[Items from a data collection]
* Start *

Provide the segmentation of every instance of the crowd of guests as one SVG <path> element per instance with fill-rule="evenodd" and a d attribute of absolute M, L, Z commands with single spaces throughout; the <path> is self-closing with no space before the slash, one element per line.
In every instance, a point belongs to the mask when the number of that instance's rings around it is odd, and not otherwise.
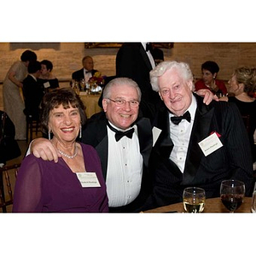
<path fill-rule="evenodd" d="M 91 61 L 84 57 L 73 78 L 86 79 Z M 231 178 L 251 195 L 255 114 L 247 113 L 247 131 L 237 102 L 254 108 L 255 70 L 236 70 L 227 88 L 218 71 L 207 61 L 196 85 L 187 63 L 155 64 L 146 43 L 125 43 L 102 94 L 102 112 L 86 120 L 71 88 L 44 94 L 48 139 L 35 139 L 21 164 L 14 212 L 138 212 L 182 201 L 189 186 L 218 197 L 221 181 Z"/>
<path fill-rule="evenodd" d="M 3 80 L 3 110 L 15 126 L 16 140 L 26 139 L 26 120 L 38 119 L 44 94 L 59 87 L 58 79 L 51 73 L 52 62 L 37 60 L 33 51 L 24 51 Z"/>

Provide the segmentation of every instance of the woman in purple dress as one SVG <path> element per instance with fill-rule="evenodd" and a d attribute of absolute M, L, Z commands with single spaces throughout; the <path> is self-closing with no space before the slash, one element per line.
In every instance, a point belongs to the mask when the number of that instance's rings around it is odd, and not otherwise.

* End *

Copy out every item above word for word, omitting the pictures.

Provide the segmentation of every instance of the crowd of guests as one SVG <path> element per instance with fill-rule="evenodd" and a d attribute of absolute M, L, Z commands with single spaces throughout; the <path> is self-closing with no space before the slash, one element per line.
In every instance, a point belongs to the mask when the number of that instance's rings around it is odd, and not otherwise.
<path fill-rule="evenodd" d="M 91 61 L 84 57 L 73 78 L 86 79 Z M 231 178 L 251 195 L 255 114 L 247 113 L 247 131 L 237 102 L 254 108 L 255 70 L 236 70 L 227 88 L 218 71 L 207 61 L 196 85 L 187 63 L 155 64 L 146 43 L 125 43 L 102 94 L 102 112 L 86 120 L 71 88 L 44 94 L 48 139 L 35 139 L 21 164 L 14 212 L 138 212 L 182 201 L 189 186 L 218 197 L 221 181 Z"/>
<path fill-rule="evenodd" d="M 3 80 L 3 110 L 15 126 L 16 140 L 26 139 L 26 120 L 38 119 L 44 94 L 59 87 L 58 79 L 51 73 L 52 62 L 37 60 L 33 51 L 24 51 Z"/>

Provide the segmentation of every instance of the woman in purple dress as one SVG <path> element per instance with fill-rule="evenodd" and a d attribute of absolute M, L, Z commands with single spaces throughout; the <path> is self-closing with no space before the slash, one element per line.
In every instance, a point belongs to the mask when the number of that instance's rings around it is odd, and not otherwise.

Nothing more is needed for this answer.